**Your task:**
Copy every line from the one containing "If you could point out the fresh" through the last line of the records below, both included, and nothing else.

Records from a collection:
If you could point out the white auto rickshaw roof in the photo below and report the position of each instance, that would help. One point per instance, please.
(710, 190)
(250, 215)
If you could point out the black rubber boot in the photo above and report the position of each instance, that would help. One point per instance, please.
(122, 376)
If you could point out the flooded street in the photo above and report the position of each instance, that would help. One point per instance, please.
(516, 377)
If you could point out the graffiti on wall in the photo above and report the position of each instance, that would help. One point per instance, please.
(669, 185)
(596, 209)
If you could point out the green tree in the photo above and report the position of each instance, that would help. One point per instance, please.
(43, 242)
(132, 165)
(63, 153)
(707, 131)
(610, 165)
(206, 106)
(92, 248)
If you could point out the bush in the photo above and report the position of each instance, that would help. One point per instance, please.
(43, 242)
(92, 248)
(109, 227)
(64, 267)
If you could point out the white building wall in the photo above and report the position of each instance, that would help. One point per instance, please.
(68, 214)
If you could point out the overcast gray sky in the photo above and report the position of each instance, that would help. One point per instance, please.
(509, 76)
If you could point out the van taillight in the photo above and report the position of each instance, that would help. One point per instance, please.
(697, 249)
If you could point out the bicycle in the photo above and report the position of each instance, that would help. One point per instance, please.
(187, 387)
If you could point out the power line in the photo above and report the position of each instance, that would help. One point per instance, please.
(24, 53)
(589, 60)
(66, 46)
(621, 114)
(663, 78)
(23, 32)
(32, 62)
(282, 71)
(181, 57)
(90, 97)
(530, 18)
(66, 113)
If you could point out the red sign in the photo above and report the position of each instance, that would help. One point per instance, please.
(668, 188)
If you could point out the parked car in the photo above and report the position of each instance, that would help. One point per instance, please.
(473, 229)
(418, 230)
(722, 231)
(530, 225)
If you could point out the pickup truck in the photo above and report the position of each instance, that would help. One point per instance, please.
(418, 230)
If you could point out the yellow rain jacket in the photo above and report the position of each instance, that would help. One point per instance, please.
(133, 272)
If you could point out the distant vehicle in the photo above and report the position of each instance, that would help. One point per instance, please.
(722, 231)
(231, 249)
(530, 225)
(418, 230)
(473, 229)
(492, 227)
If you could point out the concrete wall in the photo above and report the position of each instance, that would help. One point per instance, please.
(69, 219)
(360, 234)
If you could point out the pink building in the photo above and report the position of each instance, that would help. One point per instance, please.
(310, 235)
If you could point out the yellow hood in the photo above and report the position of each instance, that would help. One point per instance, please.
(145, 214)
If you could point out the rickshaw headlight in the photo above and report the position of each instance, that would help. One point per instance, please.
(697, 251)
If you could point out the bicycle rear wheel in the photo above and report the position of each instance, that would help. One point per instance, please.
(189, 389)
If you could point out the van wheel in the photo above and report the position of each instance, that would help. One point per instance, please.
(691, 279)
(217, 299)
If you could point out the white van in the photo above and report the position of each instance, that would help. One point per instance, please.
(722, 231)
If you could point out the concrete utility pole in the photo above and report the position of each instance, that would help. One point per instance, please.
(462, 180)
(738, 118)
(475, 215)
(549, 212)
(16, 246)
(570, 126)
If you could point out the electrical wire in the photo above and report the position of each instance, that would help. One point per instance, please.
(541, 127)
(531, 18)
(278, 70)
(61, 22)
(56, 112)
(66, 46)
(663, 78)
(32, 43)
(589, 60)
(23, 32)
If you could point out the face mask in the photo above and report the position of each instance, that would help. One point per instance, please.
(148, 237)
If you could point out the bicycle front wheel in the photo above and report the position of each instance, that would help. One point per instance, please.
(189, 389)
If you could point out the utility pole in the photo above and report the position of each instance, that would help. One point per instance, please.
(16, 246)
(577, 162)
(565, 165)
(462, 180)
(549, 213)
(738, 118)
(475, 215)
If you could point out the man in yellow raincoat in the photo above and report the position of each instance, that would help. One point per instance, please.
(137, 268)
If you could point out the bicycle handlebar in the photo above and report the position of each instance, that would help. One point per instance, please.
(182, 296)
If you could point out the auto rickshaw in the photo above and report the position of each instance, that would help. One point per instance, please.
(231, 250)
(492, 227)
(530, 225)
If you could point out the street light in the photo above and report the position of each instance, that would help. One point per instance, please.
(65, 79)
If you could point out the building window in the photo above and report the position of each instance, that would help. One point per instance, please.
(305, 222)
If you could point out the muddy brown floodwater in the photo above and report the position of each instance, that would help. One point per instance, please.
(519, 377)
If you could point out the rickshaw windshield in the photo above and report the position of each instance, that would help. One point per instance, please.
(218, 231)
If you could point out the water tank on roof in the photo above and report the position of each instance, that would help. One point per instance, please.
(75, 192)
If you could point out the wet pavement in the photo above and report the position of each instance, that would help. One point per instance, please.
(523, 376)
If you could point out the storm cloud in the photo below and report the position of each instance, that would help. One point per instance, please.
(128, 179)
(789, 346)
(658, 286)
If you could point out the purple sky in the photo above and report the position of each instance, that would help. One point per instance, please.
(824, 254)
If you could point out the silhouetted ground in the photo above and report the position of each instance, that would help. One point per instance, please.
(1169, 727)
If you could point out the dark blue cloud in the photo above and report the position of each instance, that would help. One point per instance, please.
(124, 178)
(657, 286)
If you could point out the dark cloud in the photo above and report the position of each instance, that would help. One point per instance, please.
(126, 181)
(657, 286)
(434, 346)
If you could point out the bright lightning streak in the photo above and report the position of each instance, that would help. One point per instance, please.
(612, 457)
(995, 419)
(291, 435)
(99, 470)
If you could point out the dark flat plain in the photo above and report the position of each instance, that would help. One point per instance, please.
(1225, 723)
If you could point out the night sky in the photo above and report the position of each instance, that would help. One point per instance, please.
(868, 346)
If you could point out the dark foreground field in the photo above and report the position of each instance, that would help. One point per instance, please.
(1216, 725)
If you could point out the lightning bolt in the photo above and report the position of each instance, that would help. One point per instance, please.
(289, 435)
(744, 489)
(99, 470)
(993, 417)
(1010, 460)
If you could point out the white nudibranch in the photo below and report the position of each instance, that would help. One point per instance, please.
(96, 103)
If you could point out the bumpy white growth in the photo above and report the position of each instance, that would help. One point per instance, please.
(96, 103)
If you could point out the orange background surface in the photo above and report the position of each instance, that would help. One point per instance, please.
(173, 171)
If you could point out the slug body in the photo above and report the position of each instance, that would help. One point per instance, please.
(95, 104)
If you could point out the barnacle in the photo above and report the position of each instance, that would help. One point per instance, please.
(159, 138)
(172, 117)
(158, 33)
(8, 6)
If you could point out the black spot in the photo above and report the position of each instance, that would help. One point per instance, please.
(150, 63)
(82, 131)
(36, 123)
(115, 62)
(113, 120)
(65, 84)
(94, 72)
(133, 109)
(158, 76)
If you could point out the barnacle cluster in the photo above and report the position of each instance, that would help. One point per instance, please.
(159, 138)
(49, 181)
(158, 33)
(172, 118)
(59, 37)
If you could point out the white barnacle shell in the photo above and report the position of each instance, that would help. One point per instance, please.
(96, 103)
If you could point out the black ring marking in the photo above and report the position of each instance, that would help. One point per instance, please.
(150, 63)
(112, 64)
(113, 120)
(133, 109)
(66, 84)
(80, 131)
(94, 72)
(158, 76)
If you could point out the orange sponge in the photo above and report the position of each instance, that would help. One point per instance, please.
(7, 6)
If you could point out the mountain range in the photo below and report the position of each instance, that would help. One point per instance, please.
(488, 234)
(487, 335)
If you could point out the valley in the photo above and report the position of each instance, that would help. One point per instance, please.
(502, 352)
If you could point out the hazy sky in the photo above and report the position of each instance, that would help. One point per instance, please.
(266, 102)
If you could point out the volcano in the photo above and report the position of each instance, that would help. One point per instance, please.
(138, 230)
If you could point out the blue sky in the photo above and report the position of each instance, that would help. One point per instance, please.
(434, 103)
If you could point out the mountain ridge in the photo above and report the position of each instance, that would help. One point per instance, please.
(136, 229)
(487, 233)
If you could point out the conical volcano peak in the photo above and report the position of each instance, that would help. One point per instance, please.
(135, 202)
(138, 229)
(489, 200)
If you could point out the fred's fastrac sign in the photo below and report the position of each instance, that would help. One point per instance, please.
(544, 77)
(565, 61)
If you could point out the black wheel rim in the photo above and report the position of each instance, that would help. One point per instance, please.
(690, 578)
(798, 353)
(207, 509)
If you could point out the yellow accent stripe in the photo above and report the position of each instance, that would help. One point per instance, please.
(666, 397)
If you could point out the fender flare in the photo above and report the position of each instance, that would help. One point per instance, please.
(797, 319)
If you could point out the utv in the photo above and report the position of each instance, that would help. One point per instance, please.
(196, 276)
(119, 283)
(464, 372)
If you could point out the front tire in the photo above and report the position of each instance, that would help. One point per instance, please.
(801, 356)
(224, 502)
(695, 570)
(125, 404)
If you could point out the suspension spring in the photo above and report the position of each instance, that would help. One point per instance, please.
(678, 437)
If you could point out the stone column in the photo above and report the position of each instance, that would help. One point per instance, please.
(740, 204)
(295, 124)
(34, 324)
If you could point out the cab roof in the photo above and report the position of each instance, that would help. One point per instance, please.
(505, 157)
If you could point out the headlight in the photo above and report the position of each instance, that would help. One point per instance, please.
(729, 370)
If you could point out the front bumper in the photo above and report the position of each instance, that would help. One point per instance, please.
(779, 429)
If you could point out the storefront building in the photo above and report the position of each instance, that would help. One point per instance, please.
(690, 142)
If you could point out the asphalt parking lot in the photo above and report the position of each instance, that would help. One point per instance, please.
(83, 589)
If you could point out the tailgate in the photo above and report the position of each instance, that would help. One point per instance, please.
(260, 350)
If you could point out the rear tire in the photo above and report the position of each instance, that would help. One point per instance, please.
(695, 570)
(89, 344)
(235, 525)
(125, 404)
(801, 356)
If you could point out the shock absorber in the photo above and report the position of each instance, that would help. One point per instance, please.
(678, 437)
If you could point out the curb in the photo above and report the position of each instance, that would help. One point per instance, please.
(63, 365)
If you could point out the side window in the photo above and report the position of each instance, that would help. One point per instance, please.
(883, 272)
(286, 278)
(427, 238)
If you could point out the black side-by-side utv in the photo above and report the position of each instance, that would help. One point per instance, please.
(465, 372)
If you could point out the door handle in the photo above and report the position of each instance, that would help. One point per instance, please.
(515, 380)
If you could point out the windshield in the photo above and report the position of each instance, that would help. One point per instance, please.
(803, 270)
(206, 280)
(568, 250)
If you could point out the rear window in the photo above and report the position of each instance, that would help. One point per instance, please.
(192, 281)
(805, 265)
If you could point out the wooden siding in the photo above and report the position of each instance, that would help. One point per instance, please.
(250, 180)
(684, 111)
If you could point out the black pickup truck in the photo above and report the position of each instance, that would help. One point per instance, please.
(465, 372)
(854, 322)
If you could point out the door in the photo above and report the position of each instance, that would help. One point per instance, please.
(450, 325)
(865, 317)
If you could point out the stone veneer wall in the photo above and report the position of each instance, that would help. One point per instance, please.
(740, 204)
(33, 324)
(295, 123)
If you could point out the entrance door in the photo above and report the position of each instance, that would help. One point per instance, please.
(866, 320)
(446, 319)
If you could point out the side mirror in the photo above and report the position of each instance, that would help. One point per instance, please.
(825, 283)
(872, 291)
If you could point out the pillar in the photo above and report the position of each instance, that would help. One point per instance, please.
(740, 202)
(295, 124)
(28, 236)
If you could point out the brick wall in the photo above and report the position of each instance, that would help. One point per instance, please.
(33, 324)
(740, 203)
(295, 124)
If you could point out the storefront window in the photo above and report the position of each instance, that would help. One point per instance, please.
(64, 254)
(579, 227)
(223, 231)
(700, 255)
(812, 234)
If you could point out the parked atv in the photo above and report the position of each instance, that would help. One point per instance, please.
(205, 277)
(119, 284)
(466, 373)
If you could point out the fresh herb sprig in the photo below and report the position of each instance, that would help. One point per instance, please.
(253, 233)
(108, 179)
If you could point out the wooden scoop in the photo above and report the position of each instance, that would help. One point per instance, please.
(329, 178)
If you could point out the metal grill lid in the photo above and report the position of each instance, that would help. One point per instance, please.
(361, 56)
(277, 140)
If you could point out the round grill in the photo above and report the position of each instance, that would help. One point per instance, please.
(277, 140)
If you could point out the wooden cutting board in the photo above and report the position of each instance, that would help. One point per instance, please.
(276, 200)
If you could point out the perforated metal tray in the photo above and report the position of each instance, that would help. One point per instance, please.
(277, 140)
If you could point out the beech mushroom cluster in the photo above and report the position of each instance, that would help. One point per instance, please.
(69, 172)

**Exercise result:**
If you could point out the fresh herb sprig in the photo below and report the position of each instance, that would help. One point per instance, please.
(253, 233)
(108, 179)
If you could point out the wooden scoop in the photo above and report the position of each instance, that would help. One point per instance, please.
(329, 178)
If you could point out the metal grill lid in the photo above and report the position of each instance, that would help. One point per instance, please.
(361, 56)
(277, 140)
If you could point out the round grill in the photo above and report the position of each instance, that would help. One point per instance, please.
(277, 140)
If you could point out the wooden cutting board in the photo above and report the position of each instance, that would help. One point per instance, please.
(276, 200)
If you could point out the perforated metal tray in the photo above and report the position of each instance, that would help. One point per instance, please.
(277, 140)
If you could point out the beech mushroom cluster in the photo above and report the position of each instance, that would help. One point per instance, please.
(69, 172)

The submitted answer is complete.